Give the data again exactly as written, without any of its pictures.

═════ EXTRACTED MATERIAL

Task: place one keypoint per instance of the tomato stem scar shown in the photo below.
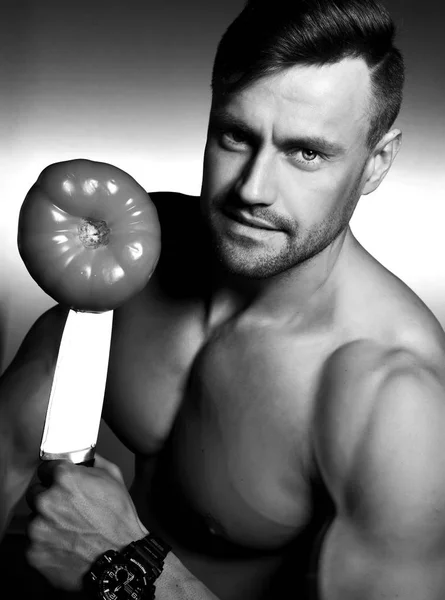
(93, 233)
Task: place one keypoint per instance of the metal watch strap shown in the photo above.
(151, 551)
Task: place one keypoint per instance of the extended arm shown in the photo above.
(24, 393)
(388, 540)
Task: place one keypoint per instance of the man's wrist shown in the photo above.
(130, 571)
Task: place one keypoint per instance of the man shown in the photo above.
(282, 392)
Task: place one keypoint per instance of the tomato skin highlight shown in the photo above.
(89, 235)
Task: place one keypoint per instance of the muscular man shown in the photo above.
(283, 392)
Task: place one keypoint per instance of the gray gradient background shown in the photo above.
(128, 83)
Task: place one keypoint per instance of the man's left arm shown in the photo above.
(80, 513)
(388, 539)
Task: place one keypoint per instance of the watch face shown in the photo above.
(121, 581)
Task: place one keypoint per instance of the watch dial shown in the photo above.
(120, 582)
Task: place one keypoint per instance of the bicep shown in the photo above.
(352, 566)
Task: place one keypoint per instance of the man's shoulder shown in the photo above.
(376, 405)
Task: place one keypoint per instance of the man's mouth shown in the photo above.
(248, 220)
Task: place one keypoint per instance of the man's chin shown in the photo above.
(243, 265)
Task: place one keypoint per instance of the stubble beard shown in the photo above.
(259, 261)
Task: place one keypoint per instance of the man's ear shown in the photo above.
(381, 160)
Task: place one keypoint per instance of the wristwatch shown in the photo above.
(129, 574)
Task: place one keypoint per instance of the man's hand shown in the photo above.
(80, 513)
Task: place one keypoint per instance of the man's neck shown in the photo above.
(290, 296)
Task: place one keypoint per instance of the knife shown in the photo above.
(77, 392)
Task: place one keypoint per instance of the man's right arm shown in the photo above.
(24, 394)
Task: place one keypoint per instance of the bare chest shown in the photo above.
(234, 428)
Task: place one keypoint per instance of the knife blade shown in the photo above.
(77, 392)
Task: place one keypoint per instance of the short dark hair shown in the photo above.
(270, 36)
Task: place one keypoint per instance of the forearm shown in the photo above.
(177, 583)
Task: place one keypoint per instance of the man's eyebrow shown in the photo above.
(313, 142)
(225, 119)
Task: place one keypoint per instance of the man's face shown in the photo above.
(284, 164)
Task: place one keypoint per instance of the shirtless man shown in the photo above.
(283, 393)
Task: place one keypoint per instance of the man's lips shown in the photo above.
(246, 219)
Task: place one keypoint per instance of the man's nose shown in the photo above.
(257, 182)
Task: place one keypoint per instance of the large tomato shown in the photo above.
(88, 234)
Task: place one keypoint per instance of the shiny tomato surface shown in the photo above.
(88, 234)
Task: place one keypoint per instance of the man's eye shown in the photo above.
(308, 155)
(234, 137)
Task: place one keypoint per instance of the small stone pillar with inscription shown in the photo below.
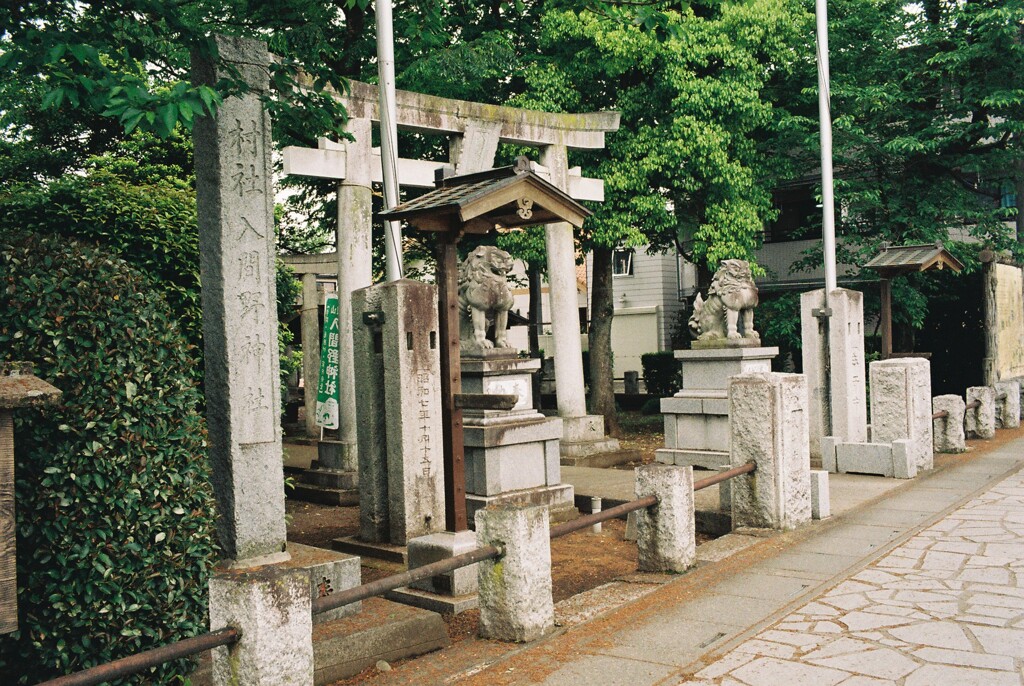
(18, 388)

══════════

● **ANSWER**:
Task: place one keypoint per instance of the tomato stem scar shown in the photo below.
(93, 233)
Task: place one keypoint per instance of the metal watch strap shown in the photo above.
(151, 551)
Task: place one keypoint per instance of the extended arm shown in the photo above.
(24, 393)
(388, 540)
Task: place one keypoint per instance of the man's wrist shown in the photo above.
(130, 571)
Task: place one keypoint per instance of the man shown in the photo above.
(282, 392)
Task: place one keypoint per instance of the tomato skin highlight shown in the photo above.
(89, 235)
Task: place one keypoint per instance of the muscular man shown in the photo above.
(283, 392)
Task: place one keypoint per instance of the gray gradient background shown in the photo above.
(128, 83)
Task: place one keypoint per instance of the man's left arm shown in the photo above.
(80, 513)
(388, 539)
Task: place one keypoint per instance of the watch face shown in the photo above.
(121, 581)
Task: place one keypoint per instance of the watch dial shown in the photo above.
(120, 582)
Task: place one keypoint per instance of the bicep shown in the photo above.
(352, 566)
Task: place one keypoint per instance of the man's shoulder shown in the photo above.
(376, 405)
Task: place one keypoint per instance of the man's mouth shown in the photo above.
(248, 220)
Task: place one keypoint per instance of the man's chin shown in the photo above.
(243, 265)
Task: place one keypoint per instance of the stubble beard shown in the photo above.
(259, 261)
Task: place one keypoint per instance of the man's ear shown in the photo above.
(381, 160)
Task: place one keypoint per instance of the wristwatch shown in the photo above.
(129, 574)
Task: place one keypoint per instance of the man's hand shown in the photo above.
(80, 513)
Task: place one keypoint per instance of the man's neck shown in the photo above.
(290, 296)
Task: place one keypoint per instance of the knife shown in the photo above.
(77, 392)
Task: place one keypoint per instance of the man's right arm shown in the photo above.
(24, 394)
Task: place one keypoint per instance of the bare chest shown in the photo above.
(234, 428)
Task: place one keypoint per instance of the knife blade shown in the photo above.
(77, 392)
Task: place one keypoint per instance of the short dark hair shown in the photo above.
(270, 36)
Task: place one keypoint per instance of the forearm shown in the photo above.
(177, 583)
Task: place one keypoint per instance of the man's eyebrow shown in the photo above.
(313, 142)
(225, 119)
Task: place one keypoint per instance of the man's face shown in the photo above.
(284, 164)
Task: place one keypoint per instance of the shirtless man shown in the photo above.
(283, 393)
Task: place one keypoint per instance of the man's lips shown in the photo above.
(246, 219)
Task: place one keypoint per instance of the man's nose shown in the photo above.
(257, 182)
Task: place one keypoint per instance of the large tomato shown in the photo above.
(88, 234)
Task: place one keypoint per instance of the shiny tomato surface shown in the photo above.
(88, 234)
Task: place one keypoint per instance of the man's eye shown in the photo above.
(308, 155)
(234, 137)
Task: place one keypoint per instance of the small stone pillar with inscription shown in the photo below.
(18, 388)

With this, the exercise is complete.